[Problem requirements] Please reproduce the listing below word for word, leaving out the pictures.

[Input for this task]
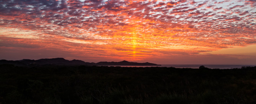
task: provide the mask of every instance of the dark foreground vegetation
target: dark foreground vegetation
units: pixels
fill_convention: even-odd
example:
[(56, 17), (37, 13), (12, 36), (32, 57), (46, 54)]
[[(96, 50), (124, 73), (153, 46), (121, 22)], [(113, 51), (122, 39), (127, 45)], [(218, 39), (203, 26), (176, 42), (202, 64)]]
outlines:
[(256, 67), (0, 65), (0, 104), (255, 104)]

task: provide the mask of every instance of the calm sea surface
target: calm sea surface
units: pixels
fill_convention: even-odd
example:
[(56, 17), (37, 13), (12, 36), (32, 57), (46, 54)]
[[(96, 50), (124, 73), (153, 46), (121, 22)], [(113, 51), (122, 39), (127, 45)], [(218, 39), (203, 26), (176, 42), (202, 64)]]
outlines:
[(232, 69), (234, 68), (241, 68), (243, 66), (254, 67), (256, 65), (183, 65), (183, 64), (163, 64), (161, 66), (120, 66), (121, 67), (175, 67), (177, 68), (198, 68), (201, 65), (204, 65), (205, 67), (210, 68), (219, 69)]

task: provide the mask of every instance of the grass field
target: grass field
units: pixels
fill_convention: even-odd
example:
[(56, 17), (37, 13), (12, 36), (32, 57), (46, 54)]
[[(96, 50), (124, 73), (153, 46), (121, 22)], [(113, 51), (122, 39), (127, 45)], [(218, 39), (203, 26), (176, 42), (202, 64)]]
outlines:
[(256, 67), (0, 65), (0, 104), (255, 104)]

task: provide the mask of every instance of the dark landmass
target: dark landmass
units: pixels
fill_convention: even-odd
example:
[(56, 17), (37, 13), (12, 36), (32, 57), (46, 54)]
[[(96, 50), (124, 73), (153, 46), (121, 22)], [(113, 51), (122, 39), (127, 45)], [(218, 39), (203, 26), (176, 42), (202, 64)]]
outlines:
[(20, 60), (0, 60), (0, 64), (12, 64), (18, 66), (28, 66), (44, 65), (86, 65), (86, 66), (159, 66), (160, 65), (146, 63), (137, 63), (129, 62), (125, 60), (120, 62), (101, 62), (97, 63), (86, 62), (84, 61), (73, 60), (71, 61), (67, 60), (62, 58), (44, 58), (38, 60), (23, 59)]
[(255, 104), (255, 75), (256, 67), (2, 64), (0, 104)]
[(161, 66), (148, 62), (137, 63), (124, 60), (119, 62), (101, 62), (96, 63), (98, 66)]

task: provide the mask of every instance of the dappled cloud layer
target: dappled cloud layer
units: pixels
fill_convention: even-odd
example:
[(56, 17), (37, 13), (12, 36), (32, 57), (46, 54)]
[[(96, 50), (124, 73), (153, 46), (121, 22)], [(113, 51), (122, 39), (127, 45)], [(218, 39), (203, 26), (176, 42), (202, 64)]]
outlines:
[(77, 59), (197, 55), (256, 44), (255, 12), (253, 0), (4, 0), (0, 47)]

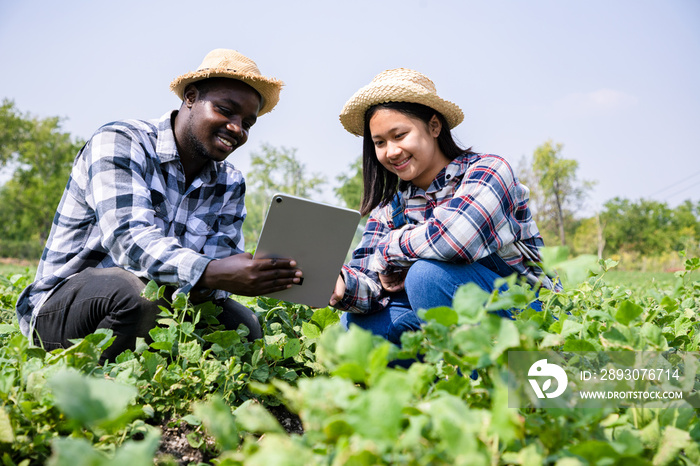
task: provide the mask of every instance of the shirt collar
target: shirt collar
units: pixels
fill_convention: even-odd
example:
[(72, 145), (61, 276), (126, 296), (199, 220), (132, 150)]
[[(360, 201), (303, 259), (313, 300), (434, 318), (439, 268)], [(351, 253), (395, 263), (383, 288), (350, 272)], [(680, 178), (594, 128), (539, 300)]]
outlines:
[(172, 110), (158, 120), (156, 154), (160, 159), (160, 163), (172, 162), (179, 160), (180, 155), (177, 153), (177, 144), (175, 144), (175, 132), (173, 131), (172, 118), (177, 114), (177, 110)]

[Solved problem]
task: provide the mask of every instance of the dark foreground vegetation
target: dark foreground vegetation
units: pixels
fill_convention: even-odd
example:
[(56, 17), (37, 13), (12, 36), (32, 57), (46, 54)]
[[(96, 50), (124, 73), (153, 46), (121, 22)], [(113, 51), (122, 39), (127, 45)], [(218, 39), (203, 26), (176, 42), (202, 64)]]
outlines:
[(256, 67), (0, 65), (0, 104), (255, 104)]

task: provide the mask of every instance of the calm sea surface
target: calm sea surface
units: pixels
fill_convention: even-odd
example:
[(56, 17), (37, 13), (12, 36), (32, 57), (46, 54)]
[[(96, 50), (124, 73), (153, 46), (121, 22)], [(113, 51), (122, 39), (127, 45)], [(218, 39), (203, 26), (176, 42), (202, 64)]]
outlines:
[(232, 69), (234, 68), (241, 68), (243, 66), (254, 67), (256, 65), (183, 65), (183, 64), (163, 64), (161, 66), (120, 66), (121, 67), (175, 67), (177, 68), (198, 68), (201, 65), (204, 65), (205, 67), (210, 68), (219, 69)]

task: provide the mask of every instance of the grass field
target: grass field
units: pixels
fill_convention: even-odd
example:
[(56, 17), (37, 13), (12, 36), (32, 57), (46, 54)]
[[(96, 50), (124, 73), (153, 46), (121, 22)], [(113, 51), (122, 39), (127, 45)], [(218, 39), (203, 26), (176, 42), (202, 64)]]
outlines:
[(256, 67), (0, 65), (0, 104), (255, 104)]

task: provide the mask of every instance of the dark landmass
target: dark landmass
units: pixels
fill_convention: even-odd
example:
[(56, 17), (37, 13), (12, 36), (32, 57), (46, 54)]
[[(96, 50), (124, 73), (153, 46), (121, 22)], [(113, 51), (122, 39), (127, 45)], [(218, 39), (203, 26), (176, 42), (202, 64)]]
outlines:
[(20, 60), (0, 60), (0, 64), (12, 64), (18, 66), (28, 66), (44, 65), (86, 65), (86, 66), (159, 66), (160, 65), (146, 63), (137, 63), (129, 62), (125, 60), (120, 62), (101, 62), (97, 63), (86, 62), (84, 61), (73, 60), (71, 61), (67, 60), (62, 58), (44, 58), (38, 60), (23, 59)]
[(255, 104), (255, 75), (256, 67), (2, 64), (0, 104)]
[(161, 66), (148, 62), (137, 63), (124, 60), (119, 62), (101, 62), (96, 63), (98, 66)]

task: provide the mask of every instance of the dappled cloud layer
target: dappled cloud layer
units: pixels
fill_convention: even-odd
example:
[(56, 17), (37, 13), (12, 36), (32, 57), (46, 54)]
[[(96, 50), (124, 73), (153, 46), (121, 22)], [(113, 51), (122, 39), (127, 45)], [(218, 39), (203, 26), (176, 42), (202, 64)]]
outlines:
[(77, 59), (197, 55), (256, 44), (255, 12), (253, 0), (4, 0), (0, 47)]

task: provide the mask of every instance of the shirt collar
target: shirt collar
units: pixels
fill_convention: even-odd
example:
[(72, 145), (61, 276), (126, 296), (199, 220), (132, 150)]
[[(360, 201), (303, 259), (313, 300), (434, 318), (439, 268)], [(351, 253), (395, 263), (383, 288), (350, 272)], [(680, 178), (594, 128), (539, 300)]]
outlines:
[(172, 110), (158, 120), (156, 154), (160, 159), (160, 163), (172, 162), (179, 160), (180, 155), (177, 153), (177, 144), (175, 144), (175, 132), (173, 131), (172, 118), (177, 114), (177, 110)]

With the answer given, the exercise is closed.